- PROBLEM REQUIREMENTS -
Write out the entries below exactly as they stand. Skip every image.

Dataset entries:
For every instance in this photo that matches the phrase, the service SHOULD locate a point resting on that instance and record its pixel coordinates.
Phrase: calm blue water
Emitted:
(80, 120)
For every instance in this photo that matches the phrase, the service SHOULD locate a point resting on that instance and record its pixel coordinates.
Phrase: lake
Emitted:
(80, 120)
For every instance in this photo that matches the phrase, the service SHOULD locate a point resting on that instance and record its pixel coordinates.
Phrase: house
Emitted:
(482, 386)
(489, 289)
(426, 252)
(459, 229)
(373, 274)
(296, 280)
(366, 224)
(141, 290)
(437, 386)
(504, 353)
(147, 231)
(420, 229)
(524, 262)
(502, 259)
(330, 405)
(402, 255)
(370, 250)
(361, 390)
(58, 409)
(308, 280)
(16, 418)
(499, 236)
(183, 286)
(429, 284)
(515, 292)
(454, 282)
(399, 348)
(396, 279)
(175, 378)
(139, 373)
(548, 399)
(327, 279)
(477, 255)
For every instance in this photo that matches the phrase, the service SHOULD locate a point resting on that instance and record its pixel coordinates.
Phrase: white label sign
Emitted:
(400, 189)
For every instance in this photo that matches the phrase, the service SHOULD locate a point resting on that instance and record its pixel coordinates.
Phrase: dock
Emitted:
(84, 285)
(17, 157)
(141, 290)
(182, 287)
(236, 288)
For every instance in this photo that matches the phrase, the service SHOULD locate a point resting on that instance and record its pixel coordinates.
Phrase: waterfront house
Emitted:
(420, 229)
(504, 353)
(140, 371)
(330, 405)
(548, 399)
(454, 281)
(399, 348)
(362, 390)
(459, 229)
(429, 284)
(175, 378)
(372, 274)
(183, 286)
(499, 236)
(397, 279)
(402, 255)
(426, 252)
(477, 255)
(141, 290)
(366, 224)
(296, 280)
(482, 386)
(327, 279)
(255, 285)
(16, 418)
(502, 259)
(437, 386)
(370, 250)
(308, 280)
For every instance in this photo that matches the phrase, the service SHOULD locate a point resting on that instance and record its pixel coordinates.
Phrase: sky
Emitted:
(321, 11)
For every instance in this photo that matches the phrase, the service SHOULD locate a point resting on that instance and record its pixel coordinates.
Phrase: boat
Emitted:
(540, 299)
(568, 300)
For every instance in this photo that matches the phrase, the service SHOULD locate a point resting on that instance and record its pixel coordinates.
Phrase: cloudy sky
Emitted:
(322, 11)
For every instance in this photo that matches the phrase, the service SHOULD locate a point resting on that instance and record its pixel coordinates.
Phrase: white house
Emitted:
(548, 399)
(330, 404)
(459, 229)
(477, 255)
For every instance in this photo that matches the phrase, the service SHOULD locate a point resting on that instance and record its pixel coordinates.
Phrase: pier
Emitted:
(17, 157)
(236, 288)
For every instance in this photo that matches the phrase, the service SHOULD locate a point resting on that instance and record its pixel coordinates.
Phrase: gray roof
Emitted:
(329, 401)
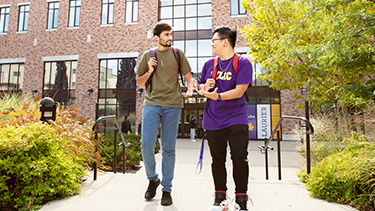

- RESULT FOR THIS EXERCISE -
For every instance in this photo that matches the phrase, the service SHOULD locate a point resting on that instance and record its pixel coordinates.
Phrase: calm blue water
Emitted:
(80, 120)
For every instance in this photo that matches the phrase, the service SHOULD locate a point resting on that instance and record its pixel coordinates.
Phrase: lake
Emitted:
(80, 120)
For every instance in this photo that matches the phrase, the service SHOULD locate a point resting on that instance and record its pixel coordinates.
Phrase: house
Emitted:
(482, 386)
(489, 289)
(426, 252)
(459, 229)
(373, 274)
(296, 280)
(366, 224)
(141, 290)
(437, 386)
(504, 353)
(147, 231)
(420, 229)
(524, 262)
(502, 259)
(330, 405)
(402, 255)
(370, 250)
(361, 390)
(58, 409)
(308, 280)
(16, 418)
(499, 236)
(183, 286)
(429, 284)
(515, 292)
(454, 282)
(399, 348)
(396, 279)
(175, 378)
(139, 373)
(548, 399)
(327, 279)
(477, 255)
For every instance in this photo that matches the phrase, the service SHOULD locate a point resting on that instance and record its pixel coordinates.
Phrase: white label sign
Emitted:
(400, 189)
For every instance in this photo that matches the phrase, the service SHOULD locate a point resting on that instance and record its pixel coordinates.
Phrase: dock
Emitted:
(84, 285)
(17, 157)
(141, 290)
(182, 287)
(236, 288)
For every instance in this photo that matches the phrase, the service SHOULD locate a point resting on that instance and record its pixel coordinates.
Phrase: waterfront house
Emitted:
(420, 229)
(504, 353)
(140, 371)
(330, 405)
(548, 399)
(454, 281)
(399, 348)
(362, 390)
(459, 229)
(429, 284)
(175, 378)
(372, 274)
(183, 286)
(499, 236)
(397, 279)
(402, 255)
(426, 252)
(477, 255)
(141, 290)
(366, 224)
(296, 280)
(482, 386)
(327, 279)
(255, 285)
(16, 418)
(502, 259)
(437, 386)
(370, 250)
(308, 280)
For every instance in this photo that matches the phrase, the service SHOULD locate a point resting on that instance and record its pixel coordinates.
Phrase: sky
Emitted:
(321, 11)
For every instance in this photo that matches the phrase, the service SHOULD locate a point resting on that instance and record its pixel coordinates.
Phrase: boat
Emitted:
(540, 299)
(568, 300)
For every instance in this photo that matches the phrase, the service SHOULD locate a point resting on that instance and record its pixel coordinates.
Phrase: cloudy sky
Emitted:
(322, 11)
For every instance in this photo that matches the phrase, the service SHOULD locate a point resting on that instance and record its pixel coordinates.
Phrase: white house
Emitted:
(548, 399)
(330, 404)
(459, 229)
(477, 255)
For every instance in this photo that matches the phrase, the service SHOULD locate a point resting on that instance and record its pixel coordinates.
Phrase: pier
Emitted:
(17, 157)
(236, 288)
For every instance in this photo that matches the phrase, the service SHOULD locate a point resting on that instance and record its pixel coordinates.
Phrase: gray roof
Emitted:
(329, 401)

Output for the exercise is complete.